To do> In one to three sentences, explain how the extract on the CARAFE upsampling operator distinguishes CARAFE's upsampling kernel from a fixed kernel such as the bilinear interpolation kernel in YOLOv5s.

Extract>

(begin)

In the BRA module, the input image undergoes convolution followed by implicit encoding of relative positional information, as depicted in Figure 7. Through the BRA mechanism and MLP modules, the final output is obtained, enabling the network to capture long-distance dependencies of the target and enhance its ability to utilize global information.

2.2.3. Adding the Lightweight Upsampling Operator CARAFE

The upsampling operation can be expressed as the dot product of an upsampling kernel at each position and the corresponding neighborhood pixels in the input feature map, referred to as feature reassembly. The upsampling operation CARAFE achieves a large receptive field during reassembly, guided by the input features, while remaining lightweight. CARAFE is a lightweight upsampling operator that dynamically generates adaptive kernels instead of using a fixed kernel (for example, deconvolution) for all samples, supporting instance-specific content-aware processing. Specifically, CARAFE reassembles features by weighted combination within predefined regions centered at each position, where weights are generated in a content-aware manner. Additionally, multiple sets of such upsampling weights exist for each position. The resulting rearranged features serve as spatial blocks to complete feature upsampling. Specifically, it first predicts the upsampling kernel using the input feature map, where each position’s upsampling kernel differs. Subsequently, feature reassembly occurs based on the predicted upsampling kernel. CARAFE has demonstrated significant improvements across different tasks, with minimal additional parameters and computational cost. This approach also enhances detection speed to a certain extent. Its principle is illustrated in Figure 8.

Figure 8 clearly shows the workflow of CARAFE upsampling, which is divided into two stages: kernel prediction and feature reconstruction (upper and lower parts in the figure). The input on the left is a low-resolution 80 × 80 feature map. Through 1 × 1 convolution and softmax, a 5 × 5 adaptive upsampling kernel is generated (orange matrix in the figure), and the kernel parameters dynamically change with the input features—this is fundamentally different from the fixed bilinear interpolation kernel used in YOLOv5s. The feature reconstruction step highlighted in yellow in the figure weights and sums the 3 × 3 neighborhood features through the adaptive kernel, enabling the upsampled 160 × 160 feature map to retain more edge details of small targets.

(end)

Data extract>
(begin)

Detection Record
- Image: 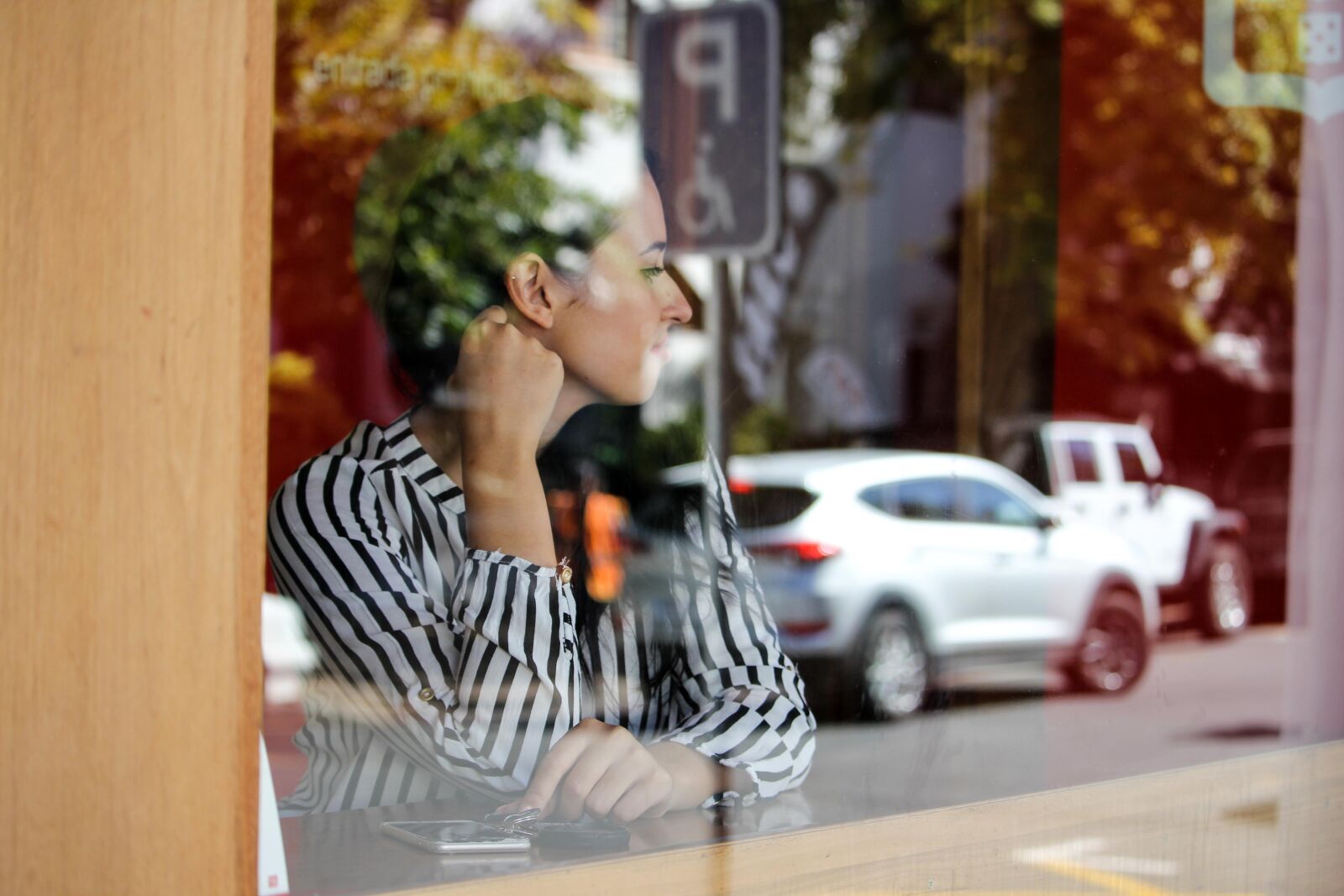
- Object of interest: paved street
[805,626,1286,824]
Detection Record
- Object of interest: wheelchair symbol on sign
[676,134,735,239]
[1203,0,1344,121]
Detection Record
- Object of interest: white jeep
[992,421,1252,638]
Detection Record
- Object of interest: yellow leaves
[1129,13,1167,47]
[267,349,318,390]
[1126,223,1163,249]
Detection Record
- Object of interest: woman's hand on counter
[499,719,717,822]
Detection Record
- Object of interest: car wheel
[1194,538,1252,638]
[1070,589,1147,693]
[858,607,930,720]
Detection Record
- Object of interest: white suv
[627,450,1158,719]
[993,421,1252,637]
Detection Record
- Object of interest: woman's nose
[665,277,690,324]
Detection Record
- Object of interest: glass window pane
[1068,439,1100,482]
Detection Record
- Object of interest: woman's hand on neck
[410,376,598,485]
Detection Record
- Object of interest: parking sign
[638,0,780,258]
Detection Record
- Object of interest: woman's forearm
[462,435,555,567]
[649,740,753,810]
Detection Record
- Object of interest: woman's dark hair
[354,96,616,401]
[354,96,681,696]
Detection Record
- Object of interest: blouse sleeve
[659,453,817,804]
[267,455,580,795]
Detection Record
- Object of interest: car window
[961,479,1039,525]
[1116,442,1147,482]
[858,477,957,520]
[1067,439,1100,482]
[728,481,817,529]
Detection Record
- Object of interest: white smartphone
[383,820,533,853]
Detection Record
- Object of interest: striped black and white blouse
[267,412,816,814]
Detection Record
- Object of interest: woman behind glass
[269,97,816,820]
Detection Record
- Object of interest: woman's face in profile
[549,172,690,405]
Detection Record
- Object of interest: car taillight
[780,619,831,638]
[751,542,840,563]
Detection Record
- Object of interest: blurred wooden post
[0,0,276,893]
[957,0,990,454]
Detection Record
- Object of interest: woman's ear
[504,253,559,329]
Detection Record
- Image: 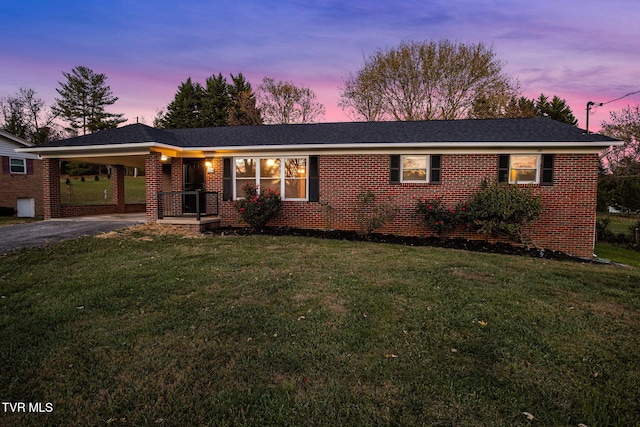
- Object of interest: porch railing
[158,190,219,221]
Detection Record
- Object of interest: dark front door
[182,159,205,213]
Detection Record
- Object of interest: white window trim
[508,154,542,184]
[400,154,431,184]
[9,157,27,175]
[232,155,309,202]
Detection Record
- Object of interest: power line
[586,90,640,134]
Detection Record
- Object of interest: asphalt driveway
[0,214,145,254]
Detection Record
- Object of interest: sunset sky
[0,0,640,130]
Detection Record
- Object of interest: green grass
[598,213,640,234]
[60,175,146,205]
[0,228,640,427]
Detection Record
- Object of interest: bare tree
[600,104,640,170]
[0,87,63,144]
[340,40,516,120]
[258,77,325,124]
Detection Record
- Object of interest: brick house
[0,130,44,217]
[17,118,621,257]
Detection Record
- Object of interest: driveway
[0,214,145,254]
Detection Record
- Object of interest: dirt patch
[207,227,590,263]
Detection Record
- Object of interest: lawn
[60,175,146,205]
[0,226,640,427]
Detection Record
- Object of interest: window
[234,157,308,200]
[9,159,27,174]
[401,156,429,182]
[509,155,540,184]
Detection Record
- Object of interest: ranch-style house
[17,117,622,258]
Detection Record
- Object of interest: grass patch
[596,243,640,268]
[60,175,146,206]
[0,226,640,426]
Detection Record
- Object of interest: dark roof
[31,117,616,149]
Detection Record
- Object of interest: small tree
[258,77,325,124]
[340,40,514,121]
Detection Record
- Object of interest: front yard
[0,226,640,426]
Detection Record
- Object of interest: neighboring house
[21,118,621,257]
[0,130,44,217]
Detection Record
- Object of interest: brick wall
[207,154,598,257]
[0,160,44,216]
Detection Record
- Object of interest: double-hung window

(end)
(begin)

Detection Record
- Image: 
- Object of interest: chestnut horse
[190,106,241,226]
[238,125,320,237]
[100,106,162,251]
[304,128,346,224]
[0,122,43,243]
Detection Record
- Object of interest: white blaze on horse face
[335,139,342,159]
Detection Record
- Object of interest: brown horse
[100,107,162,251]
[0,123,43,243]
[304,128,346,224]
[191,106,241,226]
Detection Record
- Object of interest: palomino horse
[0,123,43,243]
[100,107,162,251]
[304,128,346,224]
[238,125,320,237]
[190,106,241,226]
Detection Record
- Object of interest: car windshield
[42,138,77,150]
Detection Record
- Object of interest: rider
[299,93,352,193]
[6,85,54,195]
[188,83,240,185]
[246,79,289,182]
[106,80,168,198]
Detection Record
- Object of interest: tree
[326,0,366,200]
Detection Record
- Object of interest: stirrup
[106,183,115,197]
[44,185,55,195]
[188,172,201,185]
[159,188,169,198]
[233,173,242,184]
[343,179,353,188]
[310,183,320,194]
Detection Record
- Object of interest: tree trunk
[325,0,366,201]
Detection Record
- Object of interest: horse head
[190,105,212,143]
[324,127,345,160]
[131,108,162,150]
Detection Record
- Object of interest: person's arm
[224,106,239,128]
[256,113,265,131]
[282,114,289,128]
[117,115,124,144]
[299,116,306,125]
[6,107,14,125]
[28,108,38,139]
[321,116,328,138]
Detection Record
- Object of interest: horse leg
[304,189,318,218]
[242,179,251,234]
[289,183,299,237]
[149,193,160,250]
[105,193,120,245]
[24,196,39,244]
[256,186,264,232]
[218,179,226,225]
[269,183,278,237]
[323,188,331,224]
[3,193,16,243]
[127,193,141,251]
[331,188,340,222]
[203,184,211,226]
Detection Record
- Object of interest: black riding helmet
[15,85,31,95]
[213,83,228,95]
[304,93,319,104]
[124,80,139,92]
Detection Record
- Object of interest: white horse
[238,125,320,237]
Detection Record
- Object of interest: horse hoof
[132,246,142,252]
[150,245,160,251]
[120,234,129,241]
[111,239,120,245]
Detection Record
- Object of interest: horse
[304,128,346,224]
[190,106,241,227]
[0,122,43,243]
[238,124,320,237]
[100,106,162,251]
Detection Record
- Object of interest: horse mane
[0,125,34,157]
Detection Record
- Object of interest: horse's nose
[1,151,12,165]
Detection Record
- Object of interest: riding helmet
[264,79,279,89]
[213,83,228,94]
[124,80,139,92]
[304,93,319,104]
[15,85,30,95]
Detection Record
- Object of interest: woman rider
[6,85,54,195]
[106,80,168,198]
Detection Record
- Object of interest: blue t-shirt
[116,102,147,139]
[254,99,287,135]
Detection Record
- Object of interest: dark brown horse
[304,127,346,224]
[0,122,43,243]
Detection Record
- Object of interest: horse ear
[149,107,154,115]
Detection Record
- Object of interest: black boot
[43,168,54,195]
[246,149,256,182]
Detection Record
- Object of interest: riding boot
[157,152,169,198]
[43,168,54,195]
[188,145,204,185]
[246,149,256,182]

(end)

Final result> CARAFE predicts its upsampling kernel from the input feature map, using 1 × 1 convolution and softmax to produce a 5 × 5 adaptive kernel. Each position therefore gets a different kernel whose parameters change with the input features. A fixed kernel applies the same kernel to all samples, whereas CARAFE supports instance-specific, content-aware processing.